:: Given passage ::
United States District Court, Northern District of Illinois

March 21, 2011


Name of Assigned Judge Virginia M. Kendall Sitting Judge if Other or Magistrate Judge than Assigned Judge



For these reasons, the Court denies Hegwood's Motion to Proceed In Forma Pauperis [103] and Motion to Appoint Counsel [104]. Hegwood must submit his response brief by April 15, 2011.

O[ For further details see text below.] Docketing to mail notices.


Plaintiff Talmon Hegwood ("Hegwood") filed a civil rights suit against the City of Berwyn, Berwyn police officers Joseph Peterson ("Peterson") and Paola Raimondi ("Raimondi"), K-Mart Department Store, and Robert Hartz, manager of K-Mart. This Court previously dismissed Hegwood's claims against K-Mart and Hartz. On February 15, 2011, the remaining defendants-City of Berwyn, Peterson, and Raimondi-filed a motion for summary judgment. Hegwood's response is due by April 15, 2011, and the defendants' reply by April 29, 2011.

First, Hegwood moves to proceed in forma pauperis without the full prepayment of filing fees. Under 28 U.S.C. § 1915(a), the Court may authorize Hegwood to proceed in forma pauperis if he is unable to pay the mandated court fees. See Zaun v. Dobbin, 628 F.2d 990, 992 (7th Cir. 1980). Here, the City of Berwyn, Peterson, and Raimondi paid the $350 filing fee when they removed the case to this Court on November 23, 2009. Hegwood never had to pay the filing fee and now, in the middle of summary judgment briefing, he is not responsible for paying any court fees to further litigate his case. The Court therefore denies his Motion to Proceed In Forma Pauperis.
:::
Assignment. Could you write out the entire court order on Hegwood's motions, word for word? The items after this court order aren't needed for anything here.
:: Recorded data ::
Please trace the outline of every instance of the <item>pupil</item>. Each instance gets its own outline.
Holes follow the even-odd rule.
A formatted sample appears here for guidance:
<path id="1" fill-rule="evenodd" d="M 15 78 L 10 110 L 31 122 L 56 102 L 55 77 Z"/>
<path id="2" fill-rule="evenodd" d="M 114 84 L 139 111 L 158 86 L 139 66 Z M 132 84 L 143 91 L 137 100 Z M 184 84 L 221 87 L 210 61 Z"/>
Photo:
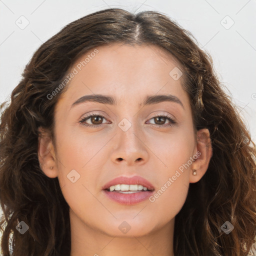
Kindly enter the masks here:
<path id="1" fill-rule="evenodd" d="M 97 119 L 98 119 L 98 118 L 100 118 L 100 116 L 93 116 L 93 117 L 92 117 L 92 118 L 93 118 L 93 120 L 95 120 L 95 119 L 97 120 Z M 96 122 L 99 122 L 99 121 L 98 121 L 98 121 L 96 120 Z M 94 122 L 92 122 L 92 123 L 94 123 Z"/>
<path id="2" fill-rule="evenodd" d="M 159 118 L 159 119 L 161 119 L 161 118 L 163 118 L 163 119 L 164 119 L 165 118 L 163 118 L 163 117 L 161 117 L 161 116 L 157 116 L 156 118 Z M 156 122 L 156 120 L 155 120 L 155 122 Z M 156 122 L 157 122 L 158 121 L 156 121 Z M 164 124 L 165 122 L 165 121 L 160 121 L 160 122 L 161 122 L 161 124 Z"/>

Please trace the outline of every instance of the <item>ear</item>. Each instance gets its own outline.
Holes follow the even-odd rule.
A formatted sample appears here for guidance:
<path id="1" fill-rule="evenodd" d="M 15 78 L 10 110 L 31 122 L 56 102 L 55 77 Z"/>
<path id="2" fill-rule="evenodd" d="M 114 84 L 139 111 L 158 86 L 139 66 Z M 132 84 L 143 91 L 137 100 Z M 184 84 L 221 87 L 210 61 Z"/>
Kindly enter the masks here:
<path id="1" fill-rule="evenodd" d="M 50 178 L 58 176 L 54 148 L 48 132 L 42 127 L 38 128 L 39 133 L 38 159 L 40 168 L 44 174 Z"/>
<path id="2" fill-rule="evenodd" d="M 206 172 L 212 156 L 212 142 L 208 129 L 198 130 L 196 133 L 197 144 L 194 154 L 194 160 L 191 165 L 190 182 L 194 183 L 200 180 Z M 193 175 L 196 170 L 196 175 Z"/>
:::
:: Recorded data ::
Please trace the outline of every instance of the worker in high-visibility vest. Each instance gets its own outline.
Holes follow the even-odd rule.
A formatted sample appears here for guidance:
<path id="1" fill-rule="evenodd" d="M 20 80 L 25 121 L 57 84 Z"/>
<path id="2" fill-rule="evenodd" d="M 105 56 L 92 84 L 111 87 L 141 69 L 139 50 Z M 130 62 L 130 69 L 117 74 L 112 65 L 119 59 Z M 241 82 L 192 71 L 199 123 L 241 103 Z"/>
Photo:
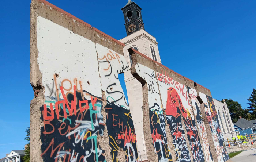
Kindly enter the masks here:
:::
Output below.
United States District Court, Northern District of Illinois

March 21, 2011


Name of Assigned Judge Virginia M. Kendall Sitting Judge if Other or Magistrate Judge than Assigned Judge



For these reasons, the Court denies Hegwood's Motion to Proceed In Forma Pauperis [103] and Motion to Appoint Counsel [104]. Hegwood must submit his response brief by April 15, 2011.

O[ For further details see text below.] Docketing to mail notices.


Plaintiff Talmon Hegwood ("Hegwood") filed a civil rights suit against the City of Berwyn, Berwyn police officers Joseph Peterson ("Peterson") and Paola Raimondi ("Raimondi"), K-Mart Department Store, and Robert Hartz, manager of K-Mart. This Court previously dismissed Hegwood's claims against K-Mart and Hartz. On February 15, 2011, the remaining defendants-City of Berwyn, Peterson, and Raimondi-filed a motion for summary judgment. Hegwood's response is due by April 15, 2011, and the defendants' reply by April 29, 2011.

First, Hegwood moves to proceed in forma pauperis without the full prepayment of filing fees. Under 28 U.S.C. § 1915(a), the Court may authorize Hegwood to proceed in forma pauperis if he is unable to pay the mandated court fees. See Zaun v. Dobbin, 628 F.2d 990, 992 (7th Cir. 1980). Here, the City of Berwyn, Peterson, and Raimondi paid the $350 filing fee when they removed the case to this Court on November 23, 2009. Hegwood never had to pay the filing fee and now, in the middle of summary judgment briefing, he is not responsible for paying any court fees to further litigate his case. The Court therefore denies his Motion to Proceed In Forma Pauperis.